Records for this exercise.
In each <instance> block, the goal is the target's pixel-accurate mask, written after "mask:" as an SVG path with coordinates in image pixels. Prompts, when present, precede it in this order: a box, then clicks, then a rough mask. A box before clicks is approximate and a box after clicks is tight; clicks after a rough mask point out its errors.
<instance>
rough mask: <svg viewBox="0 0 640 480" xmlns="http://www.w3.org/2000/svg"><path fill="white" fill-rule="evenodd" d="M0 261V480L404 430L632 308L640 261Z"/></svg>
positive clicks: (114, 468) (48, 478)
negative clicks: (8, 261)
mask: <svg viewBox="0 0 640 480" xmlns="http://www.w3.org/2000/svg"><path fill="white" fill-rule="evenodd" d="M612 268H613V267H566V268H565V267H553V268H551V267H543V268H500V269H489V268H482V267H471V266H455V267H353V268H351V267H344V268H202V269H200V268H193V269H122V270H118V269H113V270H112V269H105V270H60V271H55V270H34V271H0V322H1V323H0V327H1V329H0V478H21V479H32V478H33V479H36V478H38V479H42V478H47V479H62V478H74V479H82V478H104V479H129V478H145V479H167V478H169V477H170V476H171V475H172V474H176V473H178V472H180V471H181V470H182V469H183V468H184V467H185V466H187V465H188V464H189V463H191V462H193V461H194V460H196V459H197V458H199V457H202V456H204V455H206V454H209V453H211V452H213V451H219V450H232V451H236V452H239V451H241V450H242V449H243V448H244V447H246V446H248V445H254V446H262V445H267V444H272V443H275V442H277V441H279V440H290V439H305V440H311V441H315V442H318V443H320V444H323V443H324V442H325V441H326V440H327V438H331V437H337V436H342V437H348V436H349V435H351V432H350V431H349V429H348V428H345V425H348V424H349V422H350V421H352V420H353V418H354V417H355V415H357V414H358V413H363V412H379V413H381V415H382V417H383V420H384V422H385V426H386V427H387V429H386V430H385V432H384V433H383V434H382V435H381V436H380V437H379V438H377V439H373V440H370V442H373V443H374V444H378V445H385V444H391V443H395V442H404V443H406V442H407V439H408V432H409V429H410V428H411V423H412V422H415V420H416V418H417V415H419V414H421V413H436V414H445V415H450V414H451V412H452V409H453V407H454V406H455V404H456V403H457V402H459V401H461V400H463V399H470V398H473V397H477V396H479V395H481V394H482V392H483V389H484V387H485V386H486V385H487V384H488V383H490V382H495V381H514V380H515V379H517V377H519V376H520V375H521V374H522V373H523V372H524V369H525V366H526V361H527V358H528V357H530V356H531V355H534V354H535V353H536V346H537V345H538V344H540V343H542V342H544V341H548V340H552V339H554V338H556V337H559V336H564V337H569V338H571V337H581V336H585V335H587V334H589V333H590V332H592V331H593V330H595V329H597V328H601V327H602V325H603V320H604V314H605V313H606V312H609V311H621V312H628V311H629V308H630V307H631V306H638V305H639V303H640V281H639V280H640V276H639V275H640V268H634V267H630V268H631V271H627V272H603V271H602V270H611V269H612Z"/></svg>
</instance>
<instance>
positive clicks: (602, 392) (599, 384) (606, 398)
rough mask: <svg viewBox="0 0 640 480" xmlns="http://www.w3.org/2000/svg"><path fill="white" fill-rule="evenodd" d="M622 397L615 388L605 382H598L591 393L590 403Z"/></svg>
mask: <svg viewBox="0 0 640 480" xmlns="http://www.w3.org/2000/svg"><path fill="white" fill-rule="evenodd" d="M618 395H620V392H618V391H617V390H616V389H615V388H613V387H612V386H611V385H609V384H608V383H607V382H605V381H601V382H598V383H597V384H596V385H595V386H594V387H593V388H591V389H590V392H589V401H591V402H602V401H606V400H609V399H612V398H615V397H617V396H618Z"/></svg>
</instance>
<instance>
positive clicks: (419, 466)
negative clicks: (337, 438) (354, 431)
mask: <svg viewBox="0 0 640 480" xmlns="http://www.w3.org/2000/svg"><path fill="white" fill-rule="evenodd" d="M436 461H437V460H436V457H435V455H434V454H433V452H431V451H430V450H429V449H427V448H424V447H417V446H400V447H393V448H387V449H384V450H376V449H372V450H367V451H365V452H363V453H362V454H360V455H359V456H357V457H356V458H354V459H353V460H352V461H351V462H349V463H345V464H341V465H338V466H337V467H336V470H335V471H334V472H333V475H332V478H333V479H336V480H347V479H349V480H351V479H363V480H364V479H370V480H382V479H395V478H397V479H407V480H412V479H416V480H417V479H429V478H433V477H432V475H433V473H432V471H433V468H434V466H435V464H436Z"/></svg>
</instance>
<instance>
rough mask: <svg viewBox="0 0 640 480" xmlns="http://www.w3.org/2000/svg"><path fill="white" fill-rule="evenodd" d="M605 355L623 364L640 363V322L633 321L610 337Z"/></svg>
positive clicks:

What is needed.
Locate the word "positive" in the records above, and return each line that has it.

Answer.
positive clicks: (114, 468) (48, 478)
positive clicks: (602, 392) (599, 384) (606, 398)
positive clicks: (419, 466)
positive clicks:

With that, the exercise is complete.